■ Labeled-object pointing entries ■
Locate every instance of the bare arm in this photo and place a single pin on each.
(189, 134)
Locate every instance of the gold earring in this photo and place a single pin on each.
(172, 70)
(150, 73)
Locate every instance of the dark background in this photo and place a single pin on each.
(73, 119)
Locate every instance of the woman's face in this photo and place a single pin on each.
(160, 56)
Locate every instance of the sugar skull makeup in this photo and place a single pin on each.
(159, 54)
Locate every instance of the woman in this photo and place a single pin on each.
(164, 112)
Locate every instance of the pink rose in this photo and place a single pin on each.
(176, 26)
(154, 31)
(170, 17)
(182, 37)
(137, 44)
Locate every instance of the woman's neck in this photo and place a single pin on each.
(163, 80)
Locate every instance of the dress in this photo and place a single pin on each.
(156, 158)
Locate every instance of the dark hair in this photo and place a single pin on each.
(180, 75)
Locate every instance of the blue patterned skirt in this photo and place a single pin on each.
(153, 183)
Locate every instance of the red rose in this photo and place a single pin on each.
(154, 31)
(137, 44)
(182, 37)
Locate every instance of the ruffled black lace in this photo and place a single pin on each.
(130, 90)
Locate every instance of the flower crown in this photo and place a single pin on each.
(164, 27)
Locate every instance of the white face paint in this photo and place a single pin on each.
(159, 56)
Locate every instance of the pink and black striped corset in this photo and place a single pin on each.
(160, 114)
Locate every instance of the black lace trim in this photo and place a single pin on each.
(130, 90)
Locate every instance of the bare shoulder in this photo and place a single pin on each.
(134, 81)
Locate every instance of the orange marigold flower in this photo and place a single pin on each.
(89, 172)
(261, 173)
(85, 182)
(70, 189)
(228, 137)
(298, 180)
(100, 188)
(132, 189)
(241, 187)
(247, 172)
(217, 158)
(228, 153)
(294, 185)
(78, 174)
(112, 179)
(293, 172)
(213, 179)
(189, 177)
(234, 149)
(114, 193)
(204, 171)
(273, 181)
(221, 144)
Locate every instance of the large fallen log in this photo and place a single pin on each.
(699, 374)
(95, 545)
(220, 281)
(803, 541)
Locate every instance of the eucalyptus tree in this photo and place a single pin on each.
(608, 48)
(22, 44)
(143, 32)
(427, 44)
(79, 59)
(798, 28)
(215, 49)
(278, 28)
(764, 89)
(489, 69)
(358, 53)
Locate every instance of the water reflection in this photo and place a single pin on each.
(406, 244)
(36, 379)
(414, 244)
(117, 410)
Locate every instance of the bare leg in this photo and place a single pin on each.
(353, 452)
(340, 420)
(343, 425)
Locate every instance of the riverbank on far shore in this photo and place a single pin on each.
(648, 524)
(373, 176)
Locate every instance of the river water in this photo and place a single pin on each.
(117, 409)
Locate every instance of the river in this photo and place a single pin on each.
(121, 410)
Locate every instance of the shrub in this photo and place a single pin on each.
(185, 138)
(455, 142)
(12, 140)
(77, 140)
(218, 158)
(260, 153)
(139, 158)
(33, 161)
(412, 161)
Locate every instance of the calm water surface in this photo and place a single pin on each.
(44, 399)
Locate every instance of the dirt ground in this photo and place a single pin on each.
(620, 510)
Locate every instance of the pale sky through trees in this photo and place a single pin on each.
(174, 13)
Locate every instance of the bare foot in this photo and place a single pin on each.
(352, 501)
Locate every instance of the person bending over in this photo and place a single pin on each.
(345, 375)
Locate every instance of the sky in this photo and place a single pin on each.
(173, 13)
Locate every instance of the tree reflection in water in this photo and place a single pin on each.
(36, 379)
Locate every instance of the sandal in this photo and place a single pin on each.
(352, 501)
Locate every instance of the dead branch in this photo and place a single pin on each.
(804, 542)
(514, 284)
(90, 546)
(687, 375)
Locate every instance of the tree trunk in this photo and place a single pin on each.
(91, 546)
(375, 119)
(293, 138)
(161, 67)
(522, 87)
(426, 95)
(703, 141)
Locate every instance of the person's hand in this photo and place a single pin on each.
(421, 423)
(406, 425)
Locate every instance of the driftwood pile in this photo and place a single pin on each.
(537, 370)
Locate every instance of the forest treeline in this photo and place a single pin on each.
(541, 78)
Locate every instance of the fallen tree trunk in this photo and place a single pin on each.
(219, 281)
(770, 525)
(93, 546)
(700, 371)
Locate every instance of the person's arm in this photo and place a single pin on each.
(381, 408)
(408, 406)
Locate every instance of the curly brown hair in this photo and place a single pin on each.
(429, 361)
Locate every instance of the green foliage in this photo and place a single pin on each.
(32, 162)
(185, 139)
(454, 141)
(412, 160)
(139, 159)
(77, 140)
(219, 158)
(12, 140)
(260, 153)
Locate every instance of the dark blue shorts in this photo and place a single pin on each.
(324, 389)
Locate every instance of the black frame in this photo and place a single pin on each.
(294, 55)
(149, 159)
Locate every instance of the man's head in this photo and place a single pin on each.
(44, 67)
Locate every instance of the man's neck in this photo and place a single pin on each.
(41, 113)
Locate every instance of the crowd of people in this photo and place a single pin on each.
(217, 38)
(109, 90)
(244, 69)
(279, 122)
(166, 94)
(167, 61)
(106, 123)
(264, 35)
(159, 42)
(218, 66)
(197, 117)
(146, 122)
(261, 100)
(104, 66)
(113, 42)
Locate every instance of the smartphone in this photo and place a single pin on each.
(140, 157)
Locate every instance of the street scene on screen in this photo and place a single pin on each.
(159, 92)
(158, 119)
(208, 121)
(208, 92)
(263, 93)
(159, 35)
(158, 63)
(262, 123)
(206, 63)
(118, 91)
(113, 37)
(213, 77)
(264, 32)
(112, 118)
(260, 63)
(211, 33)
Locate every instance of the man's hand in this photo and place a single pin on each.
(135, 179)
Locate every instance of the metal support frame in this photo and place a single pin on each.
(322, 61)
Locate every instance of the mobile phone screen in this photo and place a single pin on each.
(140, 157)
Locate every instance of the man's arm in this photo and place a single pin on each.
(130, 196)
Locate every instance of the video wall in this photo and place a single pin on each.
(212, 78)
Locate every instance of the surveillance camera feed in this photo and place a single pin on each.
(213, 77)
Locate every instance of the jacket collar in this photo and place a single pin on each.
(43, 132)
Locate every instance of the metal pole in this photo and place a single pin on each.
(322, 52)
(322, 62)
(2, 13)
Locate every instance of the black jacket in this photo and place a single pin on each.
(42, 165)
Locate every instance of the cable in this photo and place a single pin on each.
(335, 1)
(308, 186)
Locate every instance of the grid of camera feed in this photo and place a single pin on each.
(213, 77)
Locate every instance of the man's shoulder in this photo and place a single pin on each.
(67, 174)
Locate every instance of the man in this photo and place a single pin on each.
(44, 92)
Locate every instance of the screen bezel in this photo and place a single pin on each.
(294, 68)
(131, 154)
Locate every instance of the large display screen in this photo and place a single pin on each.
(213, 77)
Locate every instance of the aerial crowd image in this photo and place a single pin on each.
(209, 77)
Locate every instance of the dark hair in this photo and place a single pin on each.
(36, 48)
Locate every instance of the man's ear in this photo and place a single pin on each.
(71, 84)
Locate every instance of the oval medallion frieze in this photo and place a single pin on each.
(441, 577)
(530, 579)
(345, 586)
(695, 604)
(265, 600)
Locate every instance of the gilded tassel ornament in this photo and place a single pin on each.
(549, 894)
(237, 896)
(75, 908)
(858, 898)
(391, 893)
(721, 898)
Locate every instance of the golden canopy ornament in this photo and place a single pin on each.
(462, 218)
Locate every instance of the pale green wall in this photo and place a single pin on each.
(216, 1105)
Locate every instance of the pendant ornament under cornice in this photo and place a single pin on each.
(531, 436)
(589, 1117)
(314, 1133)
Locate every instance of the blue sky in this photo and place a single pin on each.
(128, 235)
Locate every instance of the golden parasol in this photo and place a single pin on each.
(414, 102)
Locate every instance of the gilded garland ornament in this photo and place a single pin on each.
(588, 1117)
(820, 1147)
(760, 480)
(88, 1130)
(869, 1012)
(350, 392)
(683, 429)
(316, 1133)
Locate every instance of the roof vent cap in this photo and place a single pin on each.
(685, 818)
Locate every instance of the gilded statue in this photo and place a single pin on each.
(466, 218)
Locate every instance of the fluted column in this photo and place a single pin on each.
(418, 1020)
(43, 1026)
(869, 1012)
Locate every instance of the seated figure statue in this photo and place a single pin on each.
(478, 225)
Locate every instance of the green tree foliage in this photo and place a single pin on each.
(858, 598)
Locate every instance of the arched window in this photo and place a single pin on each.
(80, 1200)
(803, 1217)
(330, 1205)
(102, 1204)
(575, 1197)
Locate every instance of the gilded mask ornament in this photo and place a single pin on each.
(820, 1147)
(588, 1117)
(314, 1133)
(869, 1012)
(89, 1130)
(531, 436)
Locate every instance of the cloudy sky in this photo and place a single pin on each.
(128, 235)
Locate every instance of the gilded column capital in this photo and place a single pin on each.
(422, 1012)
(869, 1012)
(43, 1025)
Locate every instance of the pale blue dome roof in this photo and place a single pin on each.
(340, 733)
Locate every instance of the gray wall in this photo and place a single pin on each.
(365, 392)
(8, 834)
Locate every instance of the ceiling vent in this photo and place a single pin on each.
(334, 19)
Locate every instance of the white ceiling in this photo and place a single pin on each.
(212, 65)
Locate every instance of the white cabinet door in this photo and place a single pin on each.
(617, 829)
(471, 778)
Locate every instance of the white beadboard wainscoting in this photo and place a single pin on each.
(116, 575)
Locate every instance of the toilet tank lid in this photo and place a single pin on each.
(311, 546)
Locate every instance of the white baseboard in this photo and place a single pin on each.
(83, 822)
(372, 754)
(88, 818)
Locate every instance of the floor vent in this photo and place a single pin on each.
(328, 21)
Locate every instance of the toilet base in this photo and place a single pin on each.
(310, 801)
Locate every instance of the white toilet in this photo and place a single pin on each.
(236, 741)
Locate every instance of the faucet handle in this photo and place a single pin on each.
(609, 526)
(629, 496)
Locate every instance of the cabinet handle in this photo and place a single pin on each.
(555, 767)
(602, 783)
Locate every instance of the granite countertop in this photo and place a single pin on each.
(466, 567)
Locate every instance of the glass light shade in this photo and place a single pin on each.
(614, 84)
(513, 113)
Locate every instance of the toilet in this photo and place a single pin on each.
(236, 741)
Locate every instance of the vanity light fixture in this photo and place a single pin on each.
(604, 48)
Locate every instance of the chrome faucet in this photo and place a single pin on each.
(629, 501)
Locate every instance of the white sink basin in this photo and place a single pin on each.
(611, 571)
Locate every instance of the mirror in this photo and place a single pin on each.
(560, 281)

■ SHORT PROBLEM ■
Copy the lines verbatim, starting with the line that contains "Locate every instance of the cabinet" and continuing through the last line.

■ EXPECTED OUTPUT ■
Locate every instance of the cabinet handle in this photo and place a single pin on each.
(555, 767)
(602, 783)
Locate every instance of the granite countertop in this photo and place a single pin on each.
(466, 567)
Locate every instance of the glass light shade in this photo and place a single pin on each.
(614, 84)
(513, 113)
Locate every instance of the toilet in this photo and place a single pin on each.
(236, 741)
Locate every instance of the vanity light fixture in this photo and place a single pin on each.
(604, 48)
Locate every instance of the chrome faucet in this photo and place a single pin on each.
(629, 501)
Locate every instance of the white sink basin in this photo and place a single pin on each.
(611, 571)
Locate every instance of the mirror in this photo and place a single pin on each.
(560, 281)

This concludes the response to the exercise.